The ACLU, Equality NC and several transgender or gay people who say it discriminates against them have filed a lawsuit. Cooper is named as a defendant, as are Gov. Pat McCrory, the UNC System, its board of governors and the board of governors chairman, W. Louis Bissette Jr.

Republicans, including Senate President Pro Tem Phil Berger, have accused Cooper of playing politics by telling the legislature to repeal the law or hire outside counsel to defend it. Cooper is the Democratic candidate for governor in this fall’s election.

"Attorney General Roy Cooper refuses to do his job and defend us," Berger wrote in a Facebook post. "This isn't the first time Cooper has pandered to far-left special interests instead of fulfilling his oath to defend the people of North Carolina. Please join me and call on Roy Cooper to resign immediately, for refusing to do his job and protect our children."

We already looked at claims in the HB2 debate about safety and protecting people from sex crimes. Chris Sgro of Equality NC said sexual predators have not used transgender anti-discrimination laws as cover to sneak into women’s bathrooms and commit crimes. We rated that claim Mostly True.

But what about the crux of Berger’s call for Cooper to resign? Is the attorney general refusing to do his job here?

* Given request 1: Please render the part of the records below that opens with the line containing "Please provide the mask of every instance of the choir" and runs through the end of the records as a JSON list of strings, one string per line, with blank lines left out.

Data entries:
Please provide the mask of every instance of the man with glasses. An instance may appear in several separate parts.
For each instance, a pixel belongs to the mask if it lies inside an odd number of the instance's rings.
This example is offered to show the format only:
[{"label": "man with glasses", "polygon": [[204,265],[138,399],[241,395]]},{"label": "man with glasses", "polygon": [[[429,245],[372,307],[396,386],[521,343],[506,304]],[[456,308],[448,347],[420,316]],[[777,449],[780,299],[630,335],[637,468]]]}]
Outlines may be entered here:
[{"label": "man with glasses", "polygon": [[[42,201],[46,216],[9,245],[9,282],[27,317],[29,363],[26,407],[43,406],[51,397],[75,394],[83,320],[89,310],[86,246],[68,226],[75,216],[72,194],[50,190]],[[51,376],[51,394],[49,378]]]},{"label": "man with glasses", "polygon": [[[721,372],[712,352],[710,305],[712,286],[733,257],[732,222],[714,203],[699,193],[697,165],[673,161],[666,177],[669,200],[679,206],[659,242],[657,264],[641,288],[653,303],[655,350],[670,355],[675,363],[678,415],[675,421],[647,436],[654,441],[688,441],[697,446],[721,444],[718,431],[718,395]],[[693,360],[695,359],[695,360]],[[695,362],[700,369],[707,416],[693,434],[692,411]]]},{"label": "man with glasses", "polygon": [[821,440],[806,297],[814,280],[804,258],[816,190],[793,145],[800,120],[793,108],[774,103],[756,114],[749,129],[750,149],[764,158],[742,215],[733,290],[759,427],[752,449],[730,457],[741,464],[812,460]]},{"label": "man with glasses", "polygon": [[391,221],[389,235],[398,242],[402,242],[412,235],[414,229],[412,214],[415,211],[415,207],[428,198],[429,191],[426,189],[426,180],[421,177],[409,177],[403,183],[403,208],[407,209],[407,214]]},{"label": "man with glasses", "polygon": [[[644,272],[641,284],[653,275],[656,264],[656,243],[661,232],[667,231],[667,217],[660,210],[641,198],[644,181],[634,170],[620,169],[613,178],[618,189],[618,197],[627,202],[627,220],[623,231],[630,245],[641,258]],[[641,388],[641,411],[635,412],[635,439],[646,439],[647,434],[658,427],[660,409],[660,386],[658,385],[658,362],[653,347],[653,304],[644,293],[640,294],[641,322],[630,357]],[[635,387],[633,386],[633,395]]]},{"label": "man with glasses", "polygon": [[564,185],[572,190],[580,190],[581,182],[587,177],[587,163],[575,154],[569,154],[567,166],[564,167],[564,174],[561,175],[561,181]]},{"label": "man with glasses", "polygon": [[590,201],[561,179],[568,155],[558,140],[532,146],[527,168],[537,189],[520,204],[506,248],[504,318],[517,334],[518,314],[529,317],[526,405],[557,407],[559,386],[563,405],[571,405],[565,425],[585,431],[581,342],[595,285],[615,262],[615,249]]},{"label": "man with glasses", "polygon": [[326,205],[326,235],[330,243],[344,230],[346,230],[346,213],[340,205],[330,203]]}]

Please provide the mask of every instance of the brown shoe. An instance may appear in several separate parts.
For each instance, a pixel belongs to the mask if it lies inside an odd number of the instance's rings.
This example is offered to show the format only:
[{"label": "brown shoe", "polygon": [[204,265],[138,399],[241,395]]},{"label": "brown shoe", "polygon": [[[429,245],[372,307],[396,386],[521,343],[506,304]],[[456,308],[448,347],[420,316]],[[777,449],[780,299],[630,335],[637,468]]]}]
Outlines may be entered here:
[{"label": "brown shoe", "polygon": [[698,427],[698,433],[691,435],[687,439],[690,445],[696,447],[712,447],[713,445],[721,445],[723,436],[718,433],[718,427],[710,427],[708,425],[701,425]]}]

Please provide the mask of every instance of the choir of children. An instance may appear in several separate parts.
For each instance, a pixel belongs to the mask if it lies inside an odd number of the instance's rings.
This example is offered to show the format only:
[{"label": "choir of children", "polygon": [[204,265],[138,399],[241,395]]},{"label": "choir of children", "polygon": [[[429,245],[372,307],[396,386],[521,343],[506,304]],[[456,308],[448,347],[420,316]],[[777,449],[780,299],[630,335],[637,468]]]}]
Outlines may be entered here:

* Given request 2: Extend the passage about Roy Cooper and the HB2 lawsuit beyond its final sentence.

* Exercise response 1:
[
  "Please provide the mask of every instance of the choir of children. An instance may appear in several separate parts.",
  "For each instance, a pixel belongs to the mask if it lies inside an odd number of the instance's rings.",
  "This example is offered to show the format only:",
  "[{\"label\": \"choir of children\", \"polygon\": [[204,265],[138,399],[241,395]]},{\"label\": \"choir of children\", \"polygon\": [[[429,245],[372,307],[396,386],[521,343],[506,304]],[[456,308],[448,347],[420,316]],[[777,449],[780,299],[630,335],[637,468]]]}]",
  "Outlines may be entered here:"
]

* Exercise response 2:
"It’s clear I’m doing my job in this case," Cooper told a reporter at the news conference when he announced his decision in late March.

Clearly Cooper and Berger disagree on the responsibilities of the attorney general. But that’s understandable – it’s a question that has kept legal scholars busy for years.

First, let’s look at what state law says.

Duties of the job

The N.C. Attorney General has no constitutional duties. The office’s duties have instead been pieced together over the years by common law, court rulings and state statutes.

The main source is General Statute chapter 114, which lays out eight duties of the office.

One is to represent the state "in any cause or matter, civil or criminal, in which the state may be a party or interested." The N.C. Supreme Court reaffirmed that duty in a 1987 case.

And just a few years ago, Cooper cited this duty in explaining why he would defend the state’s voter ID law despite his own opinion about it.

"It is the duty under the law for this office to defend the state when it gets sued — even if I personally disagree with the public policy," Cooper said in a 2013 Los Angeles Times interview. "This office is going to follow the law."

That appears at first to contradict what Cooper is saying now. The HB2 case, however, is different in two key ways.

Cooper simply said he disagreed with the voter ID law. But he is calling HB2 unconstitutional. Furthermore, two state agencies – including his own – are challenging the law. Cooper has said he will represent them instead.

That brings into consideration another duty of the job, to represent state "departments, agencies, institutions, commissions, bureaus or other organized activities" in legal issues.

Legal precedent

So what happens when a legal battle involves state government on both sides, as with HB2?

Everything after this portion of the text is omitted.